MATERIAL FOR THE TASK:
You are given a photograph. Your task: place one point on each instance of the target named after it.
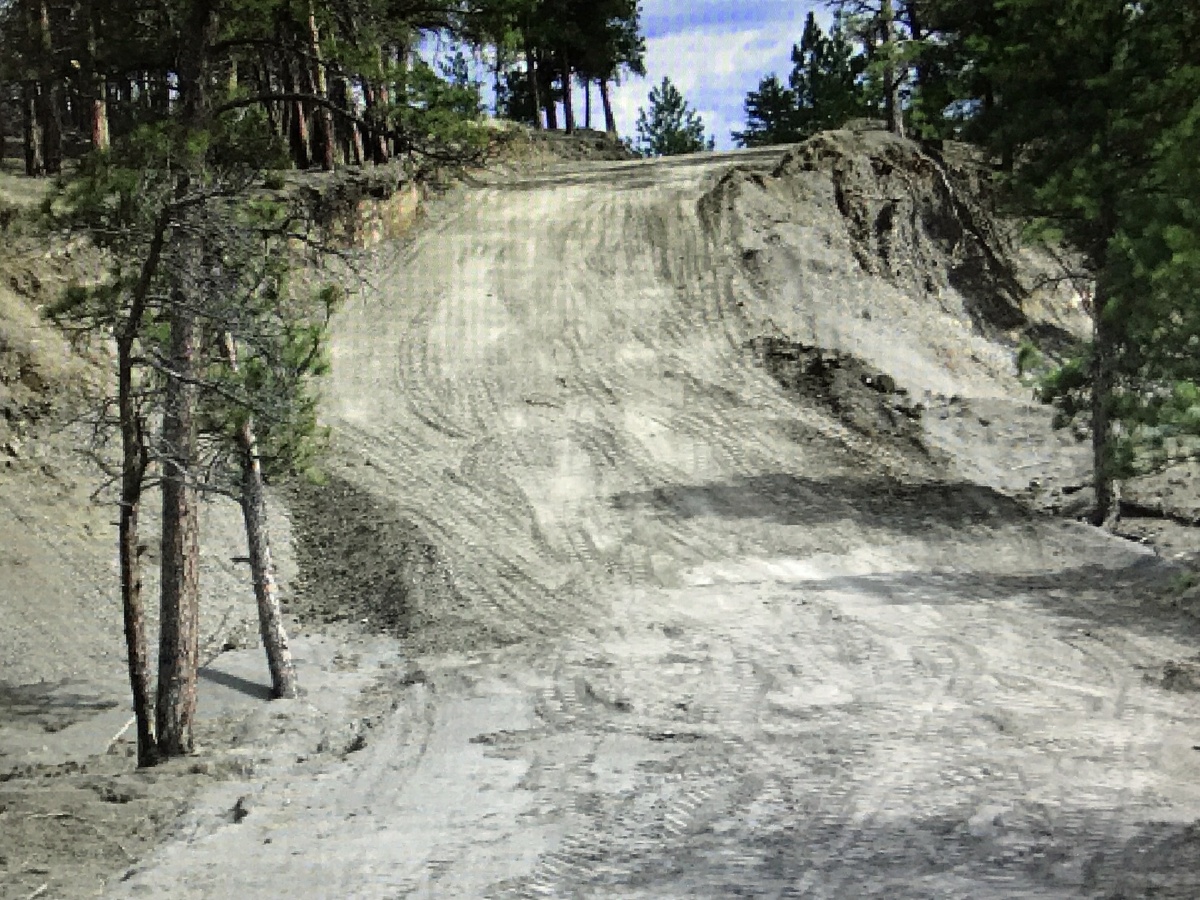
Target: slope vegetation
(699, 490)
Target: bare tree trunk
(99, 101)
(534, 87)
(568, 99)
(253, 509)
(133, 465)
(298, 124)
(179, 601)
(1107, 510)
(324, 150)
(49, 109)
(35, 162)
(892, 79)
(376, 97)
(610, 120)
(135, 460)
(179, 616)
(546, 79)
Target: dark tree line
(1091, 113)
(336, 83)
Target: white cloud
(713, 70)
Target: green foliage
(670, 126)
(1030, 359)
(771, 115)
(433, 111)
(825, 90)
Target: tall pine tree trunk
(133, 466)
(1107, 509)
(892, 79)
(135, 460)
(610, 120)
(376, 99)
(35, 161)
(49, 96)
(546, 81)
(99, 101)
(253, 509)
(534, 85)
(179, 603)
(324, 138)
(568, 99)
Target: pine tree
(826, 79)
(1093, 109)
(771, 115)
(823, 91)
(670, 126)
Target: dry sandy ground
(701, 501)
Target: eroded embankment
(700, 611)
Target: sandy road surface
(690, 636)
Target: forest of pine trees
(336, 83)
(1091, 114)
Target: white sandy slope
(705, 639)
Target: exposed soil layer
(706, 503)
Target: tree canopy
(670, 126)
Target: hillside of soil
(688, 532)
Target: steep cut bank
(715, 586)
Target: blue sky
(714, 51)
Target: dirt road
(681, 630)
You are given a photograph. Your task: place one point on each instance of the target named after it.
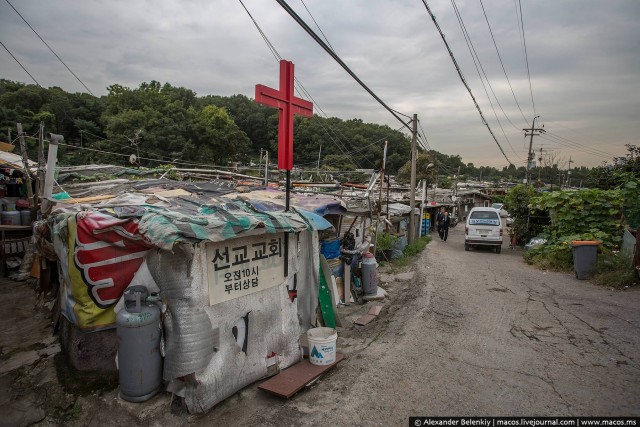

CHALLENGE: Lay out every line of the records above as a Markdown table with the columns "Row" and "Record line", numbering the rows in order, omitting blank lines, and leaving out the pictures.

ANSWER TO THIS PROBLEM:
| Row | Record line |
|---|---|
| 1 | You are given a photograph. Your task: place one point on each instance of the target named after it. |
| 2 | Target: slope vegetation |
| 3 | (699, 490) |
| 4 | Target: bare tree trunk |
| 5 | (99, 101) |
| 6 | (534, 87) |
| 7 | (568, 99) |
| 8 | (253, 509) |
| 9 | (133, 465) |
| 10 | (298, 124) |
| 11 | (179, 601) |
| 12 | (1107, 510) |
| 13 | (324, 150) |
| 14 | (49, 109) |
| 15 | (35, 162) |
| 16 | (892, 79) |
| 17 | (376, 97) |
| 18 | (610, 120) |
| 19 | (135, 460) |
| 20 | (179, 616) |
| 21 | (546, 79) |
| 22 | Target: dark tree line |
| 23 | (1091, 113) |
| 24 | (336, 83) |
| 25 | Target: white cloud |
| 26 | (713, 70) |
| 27 | Target: green foliage |
| 28 | (670, 126) |
| 29 | (1030, 359) |
| 30 | (771, 115) |
| 31 | (433, 111) |
| 32 | (825, 90) |
| 33 | Target: tall pine tree trunk |
| 34 | (133, 466) |
| 35 | (1107, 509) |
| 36 | (892, 79) |
| 37 | (135, 460) |
| 38 | (610, 120) |
| 39 | (376, 99) |
| 40 | (35, 161) |
| 41 | (49, 96) |
| 42 | (546, 81) |
| 43 | (99, 101) |
| 44 | (253, 509) |
| 45 | (534, 85) |
| 46 | (179, 603) |
| 47 | (324, 138) |
| 48 | (568, 99) |
| 49 | Target: pine tree |
| 50 | (826, 79) |
| 51 | (1093, 109) |
| 52 | (771, 115) |
| 53 | (823, 91) |
| 54 | (670, 126) |
| 55 | Target: dry sandy ground |
| 56 | (701, 501) |
| 57 | Target: eroded embankment |
| 58 | (700, 611) |
| 59 | Target: sandy road surface |
| 60 | (690, 636) |
| 61 | Target: forest of pine trees |
| 62 | (336, 83) |
| 63 | (1091, 114) |
| 64 | Target: white sandy slope |
| 65 | (705, 639) |
| 66 | Target: exposed soil layer |
| 67 | (706, 503) |
| 68 | Target: tree canopy |
| 69 | (670, 126) |
| 70 | Target: hillside of soil |
| 71 | (688, 532) |
| 72 | Target: steep cut bank |
| 73 | (715, 586) |
| 74 | Target: blue sky |
| 75 | (714, 51) |
| 76 | Target: dirt road |
| 77 | (681, 630) |
| 78 | You are given a photograph. Your task: place one point on each instance of the target named after it. |